Task to carry out:
Write the next part of the news story about the Triple S Food Mart protest over Sterling's death, picking up after its final sentence.

Excerpt provided:

^^^^^^^^

Fearing the kind of riotous reaction that followed police killings in Ferguson and Baltimore, Governor Edwards quickly – and wisely – calls for a federal investigation of Sterling’s death, several hours before the first day of protests get underway outside the Triple S Food Mart.

There is no visible police presence on this busy stretch of North Foster Drive. The demonstration is spirited but peaceful – even with temperatures in the high 90s.

The four children hold up their signs for a battery of news cameras. Jakayla and her brother James remain stoic, clutching their sign.

The crowd grows; the excitement builds. Passing motorists honk their horns to show support. The protestors chant, wave signs and clenched fists. “No justice! No peace!”

Towards dusk more teenagers appear. A few hop on the hoods of slow-moving cars. Other teens briefly block traffic; they’re obviously showing off. Kid stuff.

Ms. Coates and the four kids leave after approximately three hours at the Triple S protest. They don’t return to attend any of the later more restive demonstrations near Baton Rouge police headquarters and elsewhere in the capitol city.

“People started getting ignorant,” Coates says. “I don’t want my children around ignorance.”

The protest at the Triple S was a “positive” experience for the children, she says. “To me, ‘Black Lives’ means we’re going to stand for something. People think just because we’re black, we’re not going to stand for anything. We’re going to be strong. Black lives matter. Everybody’s lives matter.”

She says she’ll continue to raise her children to respect the law and to stay out of trouble. “I tell them, if you keep yourself out of certain situations, the police won’t be bothering you. If you obey the law, they will leave you alone.”

Like many black parents, Coates also worries her son James will be unfairly stigmatized and mistreated simply because he’s a young black male. “My son was born a statistic. By being born a black person, you’re already labelled (negatively). I try to teach him better. I don’t want my son to be a statistic.”

^^^^^^^^

Entries supplied:

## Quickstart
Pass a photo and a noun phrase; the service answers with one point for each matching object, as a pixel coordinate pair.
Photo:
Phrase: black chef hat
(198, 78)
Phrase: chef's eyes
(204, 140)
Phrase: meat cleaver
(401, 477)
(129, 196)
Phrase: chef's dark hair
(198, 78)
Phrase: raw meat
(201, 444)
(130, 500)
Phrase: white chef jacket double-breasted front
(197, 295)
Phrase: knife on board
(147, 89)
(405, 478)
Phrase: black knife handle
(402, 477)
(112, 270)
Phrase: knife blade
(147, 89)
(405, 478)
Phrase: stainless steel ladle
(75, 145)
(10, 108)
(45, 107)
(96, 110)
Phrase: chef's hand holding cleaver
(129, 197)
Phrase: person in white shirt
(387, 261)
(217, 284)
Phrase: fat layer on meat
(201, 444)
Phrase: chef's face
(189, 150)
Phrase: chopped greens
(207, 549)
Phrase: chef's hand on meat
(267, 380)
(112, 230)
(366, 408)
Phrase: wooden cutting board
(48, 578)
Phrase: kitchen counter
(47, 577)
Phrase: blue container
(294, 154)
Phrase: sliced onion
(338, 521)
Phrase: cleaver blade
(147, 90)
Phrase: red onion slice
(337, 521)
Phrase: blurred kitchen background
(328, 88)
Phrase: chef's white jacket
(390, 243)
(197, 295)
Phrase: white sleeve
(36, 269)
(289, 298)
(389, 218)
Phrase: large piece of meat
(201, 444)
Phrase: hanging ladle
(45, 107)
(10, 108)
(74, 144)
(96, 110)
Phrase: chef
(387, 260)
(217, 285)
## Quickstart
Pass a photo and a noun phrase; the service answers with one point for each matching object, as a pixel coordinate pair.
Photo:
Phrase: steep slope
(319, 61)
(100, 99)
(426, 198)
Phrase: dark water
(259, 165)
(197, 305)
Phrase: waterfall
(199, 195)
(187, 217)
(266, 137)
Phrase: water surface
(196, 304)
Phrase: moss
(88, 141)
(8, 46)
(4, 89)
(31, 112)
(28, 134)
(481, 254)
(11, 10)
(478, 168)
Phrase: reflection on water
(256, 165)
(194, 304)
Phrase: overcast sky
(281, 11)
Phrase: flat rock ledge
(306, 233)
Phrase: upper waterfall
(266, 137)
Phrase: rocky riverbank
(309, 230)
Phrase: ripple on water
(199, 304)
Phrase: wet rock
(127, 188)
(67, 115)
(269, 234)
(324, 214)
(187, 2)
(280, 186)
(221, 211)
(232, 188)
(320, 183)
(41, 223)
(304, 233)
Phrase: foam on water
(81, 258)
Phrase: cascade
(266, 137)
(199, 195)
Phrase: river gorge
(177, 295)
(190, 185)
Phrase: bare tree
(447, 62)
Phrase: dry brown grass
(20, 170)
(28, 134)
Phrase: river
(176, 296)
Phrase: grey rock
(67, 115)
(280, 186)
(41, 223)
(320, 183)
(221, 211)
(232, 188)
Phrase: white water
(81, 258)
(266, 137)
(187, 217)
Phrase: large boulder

^^^^^^^^

Task output:
Too many statistics for black males are grim, despite recent well-reported gains in educational achievement:

• Black males in the U.S. today are 2.5 times more likely to be shot and killed by police than white males, according to an ongoing study by The Washington Post.

• The per capita homicide rate for black males in Louisiana was 27.75 residents per 100,000 black residents in 2012 – far exceeding the national average of 18 homicides per 100,000 black residents the same year, according to the Violence Policy Center at Washington, D.C.

In a previously unpublished interview, Tulane University historian Lance Hill, an expert on race relations whose research derailed David Duke political campaigns in the 1990s, offered a basic approach to the complex problems of forming racial coalitions to fight crime and racial bias: “Define your common values.”

“What is the ideal world in which we want to raise our children to become healthy, responsible and considerate adults? We all agree that we want less crime – that’s not the point. Where we disagree is on policy – what is the long-term solution? Most dialogues between whites and blacks are based on bringing together the elites of both races. Such dialogues have no effect on the rest of the population.

“The answers have to be found in the communities themselves that are besieged by violence and crime,” Hill said. “In every community that’s suffering from a set of problems, there are unique individuals who are successfully coping with those problems using their own resources. I can’t change that 60 percent of households are raised by single women, but as a social scientist I can go into that community and identify those women who are succeeding in raising academically successful children who are not falling into criminal or violent activity.” The next step is to find out what those exceptional parents are doing differently “and develop a strategy that replicates that successful behavior.”

Perhaps Baton Rouge can start with Ms. Coates and her kids.